===== Supplied data

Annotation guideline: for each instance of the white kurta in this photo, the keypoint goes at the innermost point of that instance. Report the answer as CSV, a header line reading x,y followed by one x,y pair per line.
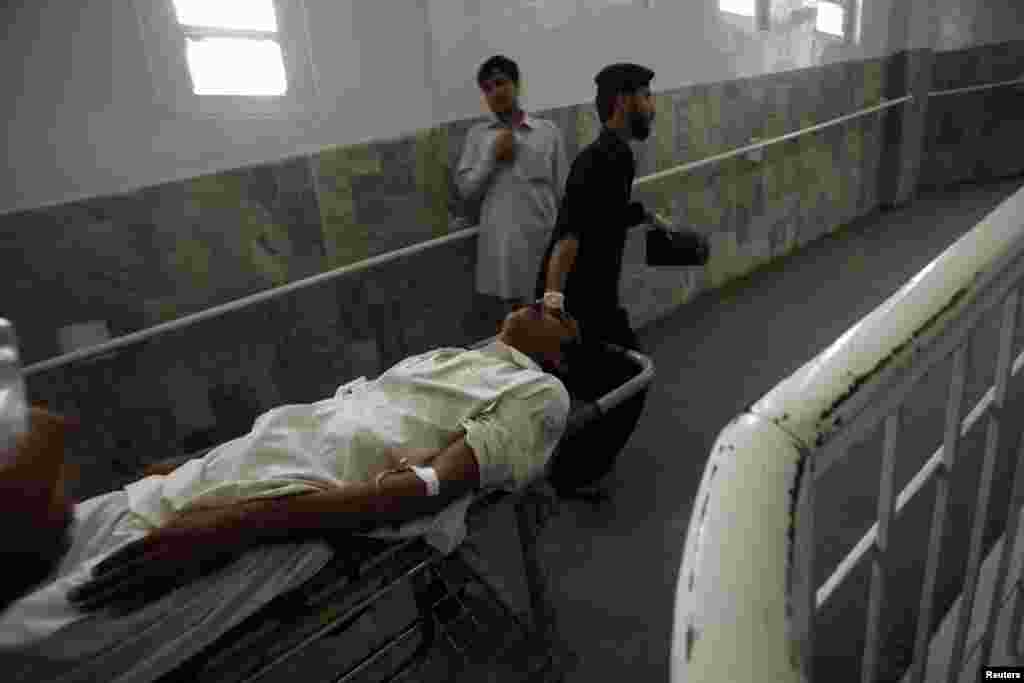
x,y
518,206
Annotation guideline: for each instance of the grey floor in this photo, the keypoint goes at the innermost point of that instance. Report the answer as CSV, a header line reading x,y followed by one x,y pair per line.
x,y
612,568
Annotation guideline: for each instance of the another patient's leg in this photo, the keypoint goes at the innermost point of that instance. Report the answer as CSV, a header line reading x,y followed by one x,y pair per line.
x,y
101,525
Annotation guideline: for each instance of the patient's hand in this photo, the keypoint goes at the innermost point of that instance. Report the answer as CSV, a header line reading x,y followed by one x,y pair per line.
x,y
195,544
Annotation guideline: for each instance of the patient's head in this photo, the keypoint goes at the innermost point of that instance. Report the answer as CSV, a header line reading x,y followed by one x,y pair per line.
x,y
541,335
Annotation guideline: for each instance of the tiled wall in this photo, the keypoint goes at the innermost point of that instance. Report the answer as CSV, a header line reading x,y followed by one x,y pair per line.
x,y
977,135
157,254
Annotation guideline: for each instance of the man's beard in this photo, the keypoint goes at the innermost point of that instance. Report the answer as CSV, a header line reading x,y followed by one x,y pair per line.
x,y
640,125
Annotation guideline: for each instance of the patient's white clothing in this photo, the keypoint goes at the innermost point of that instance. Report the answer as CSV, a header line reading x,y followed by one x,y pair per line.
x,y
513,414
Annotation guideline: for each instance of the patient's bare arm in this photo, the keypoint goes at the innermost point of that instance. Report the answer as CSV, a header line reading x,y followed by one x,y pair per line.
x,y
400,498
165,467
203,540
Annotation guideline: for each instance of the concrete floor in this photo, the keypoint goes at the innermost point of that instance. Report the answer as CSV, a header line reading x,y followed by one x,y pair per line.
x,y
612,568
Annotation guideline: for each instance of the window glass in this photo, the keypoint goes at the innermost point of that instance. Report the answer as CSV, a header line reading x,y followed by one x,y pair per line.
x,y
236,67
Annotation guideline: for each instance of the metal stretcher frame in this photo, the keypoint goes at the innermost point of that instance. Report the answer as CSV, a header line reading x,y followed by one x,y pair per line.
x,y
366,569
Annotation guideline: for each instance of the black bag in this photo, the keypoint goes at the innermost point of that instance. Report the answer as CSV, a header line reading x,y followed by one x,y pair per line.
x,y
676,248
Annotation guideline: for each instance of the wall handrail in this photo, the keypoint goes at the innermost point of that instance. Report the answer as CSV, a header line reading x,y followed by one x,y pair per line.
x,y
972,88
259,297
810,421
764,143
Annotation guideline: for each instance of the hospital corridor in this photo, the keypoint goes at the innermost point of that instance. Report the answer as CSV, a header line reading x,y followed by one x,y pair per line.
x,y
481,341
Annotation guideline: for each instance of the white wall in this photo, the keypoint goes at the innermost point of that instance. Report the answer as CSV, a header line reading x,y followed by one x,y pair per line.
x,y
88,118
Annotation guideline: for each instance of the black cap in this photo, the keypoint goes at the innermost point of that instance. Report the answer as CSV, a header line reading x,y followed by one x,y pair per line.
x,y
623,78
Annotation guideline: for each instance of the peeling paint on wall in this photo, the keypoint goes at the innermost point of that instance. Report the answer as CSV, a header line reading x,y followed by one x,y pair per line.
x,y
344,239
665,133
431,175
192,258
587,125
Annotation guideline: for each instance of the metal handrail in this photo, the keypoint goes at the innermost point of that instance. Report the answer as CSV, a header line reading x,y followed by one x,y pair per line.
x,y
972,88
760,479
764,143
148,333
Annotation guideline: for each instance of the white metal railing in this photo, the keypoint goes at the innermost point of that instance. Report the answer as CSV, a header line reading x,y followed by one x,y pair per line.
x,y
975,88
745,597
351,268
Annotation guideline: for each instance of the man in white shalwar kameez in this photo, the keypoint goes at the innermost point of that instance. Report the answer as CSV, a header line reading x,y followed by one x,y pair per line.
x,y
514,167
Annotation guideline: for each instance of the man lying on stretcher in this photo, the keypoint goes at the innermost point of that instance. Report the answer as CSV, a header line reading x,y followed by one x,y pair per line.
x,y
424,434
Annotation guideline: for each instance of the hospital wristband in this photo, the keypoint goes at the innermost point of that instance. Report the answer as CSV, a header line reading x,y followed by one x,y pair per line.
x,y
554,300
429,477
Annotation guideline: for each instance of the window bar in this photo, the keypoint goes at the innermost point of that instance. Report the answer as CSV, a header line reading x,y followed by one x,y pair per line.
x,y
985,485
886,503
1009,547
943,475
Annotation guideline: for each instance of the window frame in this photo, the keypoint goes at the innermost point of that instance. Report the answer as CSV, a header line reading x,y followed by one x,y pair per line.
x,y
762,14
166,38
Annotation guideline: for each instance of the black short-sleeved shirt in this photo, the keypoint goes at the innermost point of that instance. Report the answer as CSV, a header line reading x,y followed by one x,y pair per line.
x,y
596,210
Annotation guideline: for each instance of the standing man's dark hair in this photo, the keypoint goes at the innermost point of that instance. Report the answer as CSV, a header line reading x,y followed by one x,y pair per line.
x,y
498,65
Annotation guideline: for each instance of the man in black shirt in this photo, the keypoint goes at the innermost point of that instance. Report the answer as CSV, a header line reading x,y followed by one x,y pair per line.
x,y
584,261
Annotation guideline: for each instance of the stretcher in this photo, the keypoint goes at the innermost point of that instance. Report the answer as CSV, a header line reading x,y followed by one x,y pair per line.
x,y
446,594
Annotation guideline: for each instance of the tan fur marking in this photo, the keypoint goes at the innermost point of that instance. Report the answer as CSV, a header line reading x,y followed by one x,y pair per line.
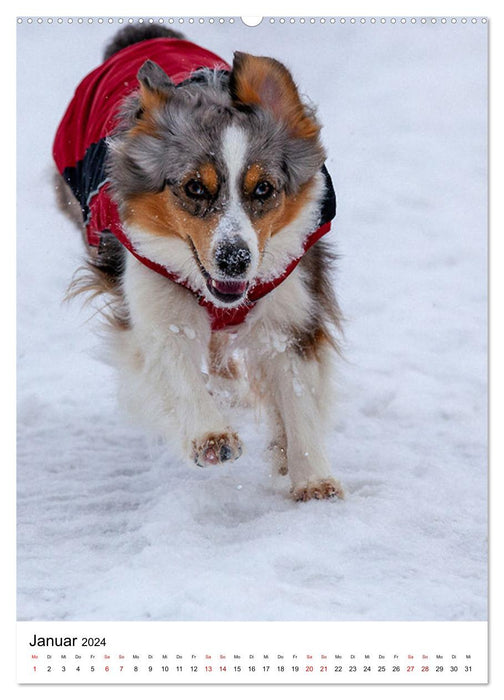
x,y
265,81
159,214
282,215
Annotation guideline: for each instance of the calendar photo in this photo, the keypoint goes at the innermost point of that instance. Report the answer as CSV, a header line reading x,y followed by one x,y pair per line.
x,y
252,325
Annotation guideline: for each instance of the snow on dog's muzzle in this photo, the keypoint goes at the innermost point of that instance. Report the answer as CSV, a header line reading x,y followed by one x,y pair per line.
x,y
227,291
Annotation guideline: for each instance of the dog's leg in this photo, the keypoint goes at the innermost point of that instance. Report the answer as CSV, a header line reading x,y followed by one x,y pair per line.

==========
===== Supplied data

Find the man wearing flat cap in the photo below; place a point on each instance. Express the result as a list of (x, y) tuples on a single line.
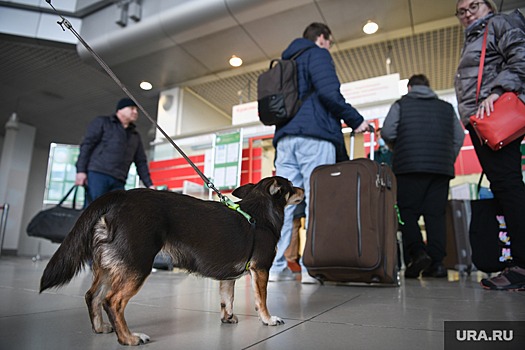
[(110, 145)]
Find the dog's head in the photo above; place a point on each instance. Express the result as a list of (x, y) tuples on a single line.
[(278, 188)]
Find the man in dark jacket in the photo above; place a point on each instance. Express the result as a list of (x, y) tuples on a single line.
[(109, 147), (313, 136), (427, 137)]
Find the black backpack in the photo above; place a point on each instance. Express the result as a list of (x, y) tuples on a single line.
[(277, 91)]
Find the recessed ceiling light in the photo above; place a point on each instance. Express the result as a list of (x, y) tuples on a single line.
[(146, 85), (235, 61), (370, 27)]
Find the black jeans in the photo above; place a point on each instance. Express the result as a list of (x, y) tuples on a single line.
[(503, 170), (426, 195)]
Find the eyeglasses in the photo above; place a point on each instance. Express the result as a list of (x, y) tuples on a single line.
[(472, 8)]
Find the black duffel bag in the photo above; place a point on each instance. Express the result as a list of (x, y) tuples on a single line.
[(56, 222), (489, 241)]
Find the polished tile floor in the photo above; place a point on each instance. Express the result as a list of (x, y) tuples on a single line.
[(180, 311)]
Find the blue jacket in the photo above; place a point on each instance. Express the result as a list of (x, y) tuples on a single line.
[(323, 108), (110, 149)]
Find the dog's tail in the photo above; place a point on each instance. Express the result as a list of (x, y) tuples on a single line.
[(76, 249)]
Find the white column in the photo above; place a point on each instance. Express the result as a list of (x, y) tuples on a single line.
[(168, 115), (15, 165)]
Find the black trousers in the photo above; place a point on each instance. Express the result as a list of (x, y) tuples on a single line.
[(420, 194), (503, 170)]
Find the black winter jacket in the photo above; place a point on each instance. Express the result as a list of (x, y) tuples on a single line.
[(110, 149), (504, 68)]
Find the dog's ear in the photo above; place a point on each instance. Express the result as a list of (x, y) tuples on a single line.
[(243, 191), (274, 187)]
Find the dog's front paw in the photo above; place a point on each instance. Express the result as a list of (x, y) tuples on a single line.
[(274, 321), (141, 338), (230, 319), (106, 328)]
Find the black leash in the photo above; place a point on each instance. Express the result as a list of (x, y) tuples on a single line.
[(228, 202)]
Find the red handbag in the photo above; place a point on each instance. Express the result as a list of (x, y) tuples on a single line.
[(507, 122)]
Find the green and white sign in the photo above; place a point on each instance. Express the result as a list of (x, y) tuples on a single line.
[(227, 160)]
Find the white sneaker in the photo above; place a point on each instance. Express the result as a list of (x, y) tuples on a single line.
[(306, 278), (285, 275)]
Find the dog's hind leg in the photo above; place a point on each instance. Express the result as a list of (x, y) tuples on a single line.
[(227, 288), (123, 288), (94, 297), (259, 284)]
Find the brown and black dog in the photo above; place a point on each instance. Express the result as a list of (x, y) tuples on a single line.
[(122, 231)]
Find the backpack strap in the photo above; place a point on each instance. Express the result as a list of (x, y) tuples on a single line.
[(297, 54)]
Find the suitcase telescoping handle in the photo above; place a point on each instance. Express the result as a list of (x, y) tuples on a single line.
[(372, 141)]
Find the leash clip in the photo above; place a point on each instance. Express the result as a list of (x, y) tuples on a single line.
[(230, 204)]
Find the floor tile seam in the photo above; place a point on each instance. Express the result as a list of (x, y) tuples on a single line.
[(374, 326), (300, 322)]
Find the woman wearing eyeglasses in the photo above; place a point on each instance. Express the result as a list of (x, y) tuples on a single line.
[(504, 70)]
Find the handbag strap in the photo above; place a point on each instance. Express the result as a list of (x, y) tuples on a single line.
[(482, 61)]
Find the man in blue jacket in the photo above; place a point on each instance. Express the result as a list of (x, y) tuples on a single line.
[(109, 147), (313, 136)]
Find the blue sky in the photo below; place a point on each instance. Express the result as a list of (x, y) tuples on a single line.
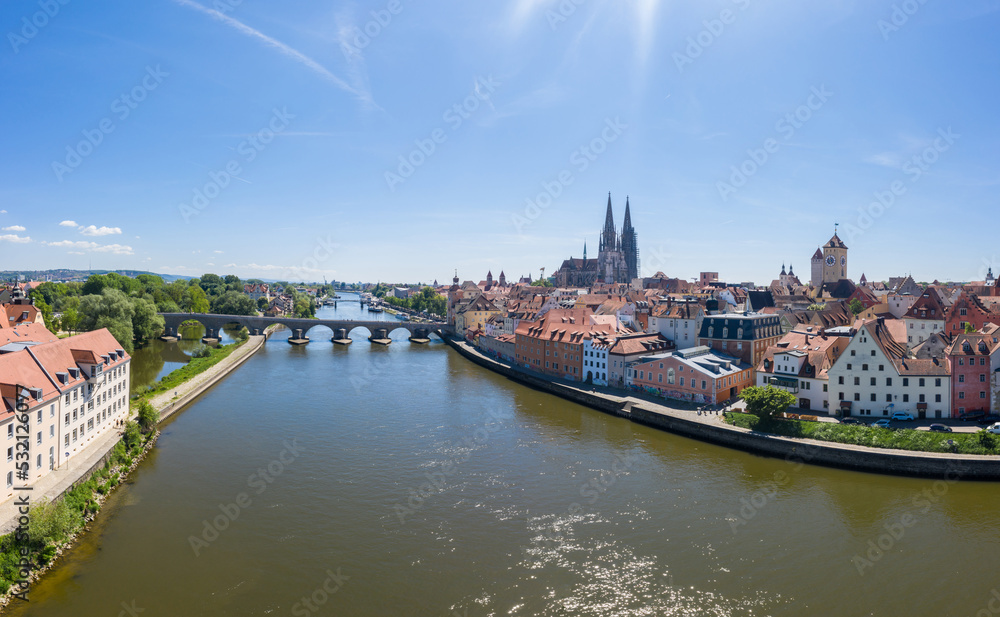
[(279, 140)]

==========

= Work request =
Take the entries above and return only the lines from the one with "Annotation guideline: for each instance of the calendar" to the one with "Annotation guideline: for each instance of the dog's", both included, unchanged.

= Solution =
Annotation guideline: for each instance of the calendar photo in this photo, the keypoint goes at the innermost point of that instance. Report the answer as CSV, a header line reading x,y followed by one x,y pair per line.
x,y
252,325
Annotation guideline: for each instance of the snow on dog's muzzle in this photo, the keypoint goes at the innermost point of that instance. Report the answer as CSV, a header line reading x,y followed by one x,y pair per line.
x,y
227,291
Annotation guideline: for each instance of the dog's leg in this photo, the keypoint goes at the innermost point of that instance. Report the answer as CSV, a header line reading x,y followed by one x,y pair per line.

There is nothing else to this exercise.